Aim of the task>
Reproduce the lines of the data below without any changes, beginning with the line that contains "Would you please place a dot on the green seed" and ending with the last line of the data, both included.

Dataset records
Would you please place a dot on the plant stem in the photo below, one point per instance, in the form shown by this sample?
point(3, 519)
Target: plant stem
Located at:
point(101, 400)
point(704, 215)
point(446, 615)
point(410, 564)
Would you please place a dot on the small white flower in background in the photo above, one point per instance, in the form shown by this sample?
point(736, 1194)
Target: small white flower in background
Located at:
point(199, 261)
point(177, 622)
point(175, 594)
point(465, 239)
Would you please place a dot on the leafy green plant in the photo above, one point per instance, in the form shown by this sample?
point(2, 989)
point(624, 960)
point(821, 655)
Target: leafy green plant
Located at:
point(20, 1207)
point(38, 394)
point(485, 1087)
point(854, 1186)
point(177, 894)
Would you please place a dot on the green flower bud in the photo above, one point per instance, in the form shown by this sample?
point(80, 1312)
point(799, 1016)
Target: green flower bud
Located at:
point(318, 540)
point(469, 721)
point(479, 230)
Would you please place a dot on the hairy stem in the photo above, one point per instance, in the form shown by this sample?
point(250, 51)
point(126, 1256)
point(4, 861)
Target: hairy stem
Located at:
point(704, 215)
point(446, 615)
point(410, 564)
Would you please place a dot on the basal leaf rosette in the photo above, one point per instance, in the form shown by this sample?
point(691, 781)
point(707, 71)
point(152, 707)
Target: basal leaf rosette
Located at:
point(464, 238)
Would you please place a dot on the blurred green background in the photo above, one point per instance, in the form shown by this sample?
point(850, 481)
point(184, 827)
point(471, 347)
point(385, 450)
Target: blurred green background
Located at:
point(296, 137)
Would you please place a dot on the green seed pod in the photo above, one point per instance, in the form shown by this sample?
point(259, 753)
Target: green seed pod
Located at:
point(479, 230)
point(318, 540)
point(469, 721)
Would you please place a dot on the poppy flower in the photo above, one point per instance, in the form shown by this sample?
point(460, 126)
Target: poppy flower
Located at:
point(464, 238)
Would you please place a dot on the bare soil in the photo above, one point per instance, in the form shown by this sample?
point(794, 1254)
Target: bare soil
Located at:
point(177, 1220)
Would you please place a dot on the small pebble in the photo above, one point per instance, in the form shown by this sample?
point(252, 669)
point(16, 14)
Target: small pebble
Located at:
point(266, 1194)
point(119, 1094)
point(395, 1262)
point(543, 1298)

Answer>
Would you please place a dot on the green seed pod in the photo above, one point per instance, in the form shown by this sample?
point(259, 753)
Target: green seed pod
Located at:
point(479, 230)
point(318, 540)
point(469, 721)
Would you please place a dot on the poppy flower in the photo above, one point per instance, in the form shown by this sample?
point(460, 126)
Target: poppy flower
Located at:
point(464, 238)
Would you please place a dot on the bare soil in the photo above, one point per instance, in the form shown by this sample?
point(794, 1254)
Target: bare soil
Located at:
point(177, 1220)
Would you please place a dot on the small pebble in the photo above, one point per instance, in the form shown by this sample?
point(252, 669)
point(16, 14)
Target: small pebble
Located at:
point(266, 1194)
point(119, 1094)
point(395, 1262)
point(543, 1298)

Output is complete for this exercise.